▶ Passage shown
===

Learn it once, use it forever!
Highlighted
statman
Level VII

Re: Autocorrelation by JMP14

@markbailey already answered your auto correlation question, but I have to ask why do you check the data for normality before using a control chart.  You realize there is NO assumption of normality to use a control chart.  Shewhart’s argument on pages 275-277 of Economic Control of Quality of Manufactured Product. On these pages Shewhart seems to toy briefly with the idea of using the probability approach. Paraphrasing his argument on these pages, he points out that if a process were exactly stable, i.e. did unwaveringly fit some precise mathematical model, and if we knew the details of its underlying (fixed) statistical distribution, we could then work in terms of probability limits. However, he notes that, in practice, we never know the appropriate type of statistical distribution. While statisticians usually plump, almost as if it is a foregone conclusion, for their favorite distribution, the Gaussian or normal distribution, Shewhart disposes of the use of the normal distribution on page 12 of his 1939 book, Statistical Method from the Viewpoint of Quality Control." (Shewhart's Charts and the Probability Approach, Wheeler and Neave, Ninth Annual Conference of the British Deming Association, 1996)

 

On pages 334–335 of Out of the Crisis Deming says:

“The calculations that show where to place the control limits on a chart have their basis in the theory of probability. It would nevertheless be wrong to attach any particular figure to the probability that a statistical signal for detection of a special cause could be wrong, or that the chart could fail to send a signal when a special cause exists. The reason is that no process, except in artificial demonstrations by use of random numbers, is steady, unwavering. It is true that some books on the statistical control of quality and many training manuals for teaching control charts show a graph of the normal curve and proportions of area thereunder. Such tables and charts are misleading and derail effective study and use of control charts.”

 

To ADD regarding auto-correlation:

"Thus, a major problem with the probability approach to control charts is that it is totally out of contact with reality. The assumptions used for the mathematical treatment become prohibitions which are mistakenly imposed upon practice. Restrictions such as the following are commonly encountered. “The data have to be normally distributed.” “The control chart works because of the central limit theorem—therefore you have to have subgroups of at least five observations.” “The chart will not work with serially-correlated (autocorrelated) data—the observations must be independent of each other before you can use a control chart.” These, and others like them, are examples of the tail wagging the dog. The assumptions selected for the convenience of the mathematician are turned into prerequisites for the use of the technique. In the case of control charts, this reversal is both inappropriate and misleading.

 

Highlighted
ThoYala
Level I

Re: Autocorrelation by JMP14

@statman Thanks you very much for your kindly instruction.

 

I would like to share my understanding for apply control chart. The reason that we need to check normality is to make sure that the data that we use to calculate control limit at start is appropriate. We may found that the data has abnormal by mix data from 2 machine, there are some data from different operator. In case of mix by 2 machine, it better to make 2 control chart. If the abnormal by different group of OP then we should cut it off because it is temporary problem. 

 

For autocorrelation, this is new for me. I never use it before. I guess it will use for checking abnormality too. I will try with some data to understand it more. 

 

Actually I plan to apply control chart to my process. I have to train my young engineer. After I study autocorrelation, if I am not 100% clear on it, I will not explain that and will use only normality test and also control chart rule test. 

 

Thanks you very much again to get suggestion and knowledge from expert. Any addition advise, please don’t hesitate to let me know.

===

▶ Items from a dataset
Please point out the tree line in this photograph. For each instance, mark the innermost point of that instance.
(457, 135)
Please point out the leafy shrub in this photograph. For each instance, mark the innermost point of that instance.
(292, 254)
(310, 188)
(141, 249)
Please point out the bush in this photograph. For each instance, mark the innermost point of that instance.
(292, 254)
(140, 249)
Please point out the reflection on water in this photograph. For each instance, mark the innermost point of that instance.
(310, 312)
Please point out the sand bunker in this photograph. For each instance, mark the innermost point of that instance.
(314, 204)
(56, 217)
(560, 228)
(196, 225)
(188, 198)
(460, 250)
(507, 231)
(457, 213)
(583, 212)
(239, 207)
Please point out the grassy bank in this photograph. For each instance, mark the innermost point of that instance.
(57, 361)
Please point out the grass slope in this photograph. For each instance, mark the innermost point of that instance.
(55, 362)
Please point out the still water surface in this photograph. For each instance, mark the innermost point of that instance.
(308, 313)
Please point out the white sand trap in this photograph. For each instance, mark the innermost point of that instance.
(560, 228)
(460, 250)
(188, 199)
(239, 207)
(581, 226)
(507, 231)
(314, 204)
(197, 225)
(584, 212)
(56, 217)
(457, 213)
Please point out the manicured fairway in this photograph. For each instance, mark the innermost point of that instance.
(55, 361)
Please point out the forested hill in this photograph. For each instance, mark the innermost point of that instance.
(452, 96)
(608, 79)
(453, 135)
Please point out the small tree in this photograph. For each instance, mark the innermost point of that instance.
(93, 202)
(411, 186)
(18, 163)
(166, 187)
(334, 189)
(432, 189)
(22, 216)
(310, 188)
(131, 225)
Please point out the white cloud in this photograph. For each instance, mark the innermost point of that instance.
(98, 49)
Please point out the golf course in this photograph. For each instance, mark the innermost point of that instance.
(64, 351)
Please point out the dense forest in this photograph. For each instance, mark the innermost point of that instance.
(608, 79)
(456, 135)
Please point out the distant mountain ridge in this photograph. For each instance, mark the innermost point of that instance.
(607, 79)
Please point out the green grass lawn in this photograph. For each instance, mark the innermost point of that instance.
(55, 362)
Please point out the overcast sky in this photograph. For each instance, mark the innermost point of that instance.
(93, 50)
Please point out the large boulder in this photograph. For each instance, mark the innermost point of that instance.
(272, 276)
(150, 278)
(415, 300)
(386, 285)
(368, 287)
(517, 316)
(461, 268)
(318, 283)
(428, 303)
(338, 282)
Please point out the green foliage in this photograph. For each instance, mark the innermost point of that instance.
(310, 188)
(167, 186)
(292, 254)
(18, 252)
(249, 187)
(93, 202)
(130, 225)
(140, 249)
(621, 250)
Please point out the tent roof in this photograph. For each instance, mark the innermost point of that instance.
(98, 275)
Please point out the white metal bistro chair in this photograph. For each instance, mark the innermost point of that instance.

===

▶ Your task
Duplicate the part of the control chart thread that starts at "For autocorrelation, this" and ends at "understand it more.". The rows have no connection to the forum thread about control charts.

▶ Output of the task
For autocorrelation, this is new for me. I never use it before. I guess it will use for checking abnormality too. I will try with some data to understand it more.